Task to complete: Reproduce the listing from its first line up to and including the line with "[[0,17],[256,17],[256,0],[1,0]]", replacing "lawn path" with "garden walkway" and leaving everything else unchanged.

——

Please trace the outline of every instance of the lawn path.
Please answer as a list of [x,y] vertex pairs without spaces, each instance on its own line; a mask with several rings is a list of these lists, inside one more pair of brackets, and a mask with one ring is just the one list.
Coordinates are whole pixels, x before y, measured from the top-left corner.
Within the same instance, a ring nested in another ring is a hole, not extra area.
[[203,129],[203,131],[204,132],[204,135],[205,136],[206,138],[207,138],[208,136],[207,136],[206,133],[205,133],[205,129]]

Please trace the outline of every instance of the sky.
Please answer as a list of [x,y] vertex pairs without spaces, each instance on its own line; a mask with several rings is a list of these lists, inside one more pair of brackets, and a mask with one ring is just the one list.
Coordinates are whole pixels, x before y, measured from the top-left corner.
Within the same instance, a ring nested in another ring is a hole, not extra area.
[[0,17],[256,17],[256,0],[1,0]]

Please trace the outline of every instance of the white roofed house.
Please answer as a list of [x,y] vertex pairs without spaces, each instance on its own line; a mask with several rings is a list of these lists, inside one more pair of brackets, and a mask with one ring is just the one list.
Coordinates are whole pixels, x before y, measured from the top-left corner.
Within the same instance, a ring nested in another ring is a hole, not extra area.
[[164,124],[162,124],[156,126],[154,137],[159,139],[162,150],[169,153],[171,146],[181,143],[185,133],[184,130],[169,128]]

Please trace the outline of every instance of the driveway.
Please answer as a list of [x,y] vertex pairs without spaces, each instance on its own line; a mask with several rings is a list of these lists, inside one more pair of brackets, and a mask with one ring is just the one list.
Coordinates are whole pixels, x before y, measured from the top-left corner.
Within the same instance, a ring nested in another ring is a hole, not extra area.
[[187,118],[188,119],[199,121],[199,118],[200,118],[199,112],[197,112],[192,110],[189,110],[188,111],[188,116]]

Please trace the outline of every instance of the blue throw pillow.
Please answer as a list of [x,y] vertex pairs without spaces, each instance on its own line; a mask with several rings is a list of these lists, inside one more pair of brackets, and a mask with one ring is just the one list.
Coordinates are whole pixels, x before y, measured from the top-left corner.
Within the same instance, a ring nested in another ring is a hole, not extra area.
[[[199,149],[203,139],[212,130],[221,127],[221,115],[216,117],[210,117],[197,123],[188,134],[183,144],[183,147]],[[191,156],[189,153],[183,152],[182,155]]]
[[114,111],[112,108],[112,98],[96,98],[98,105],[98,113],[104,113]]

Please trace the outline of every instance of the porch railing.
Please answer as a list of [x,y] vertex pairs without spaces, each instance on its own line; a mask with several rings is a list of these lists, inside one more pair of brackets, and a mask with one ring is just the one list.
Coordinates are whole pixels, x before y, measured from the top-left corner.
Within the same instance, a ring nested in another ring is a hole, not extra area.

——

Solution for this task:
Please trace the outline of every instance of the garden walkway.
Please answer as a list of [x,y] vertex pairs without spaces, each instance on its own line; a mask with several rings is a list of these lists, inside one more pair of brackets, and a mask with one ring is just the one list.
Coordinates are whole pixels, x before y, measured from the top-left corner.
Within the same instance, a ring nested in another ring is a hole, not extra area.
[[203,129],[203,131],[204,132],[204,135],[205,136],[206,138],[207,138],[208,136],[207,136],[206,133],[205,133],[205,129]]

Please trace the outline of every instance of the sky.
Please answer as a list of [x,y] vertex pairs without spaces, each instance on its own line; a mask with several rings is a list of these lists, inside one more pair of brackets, and a mask with one ring is just the one list.
Coordinates are whole pixels, x before y, measured from the top-left corner.
Within the same instance, a ring nested in another ring is a hole, not extra area.
[[0,17],[256,17],[256,0],[1,0]]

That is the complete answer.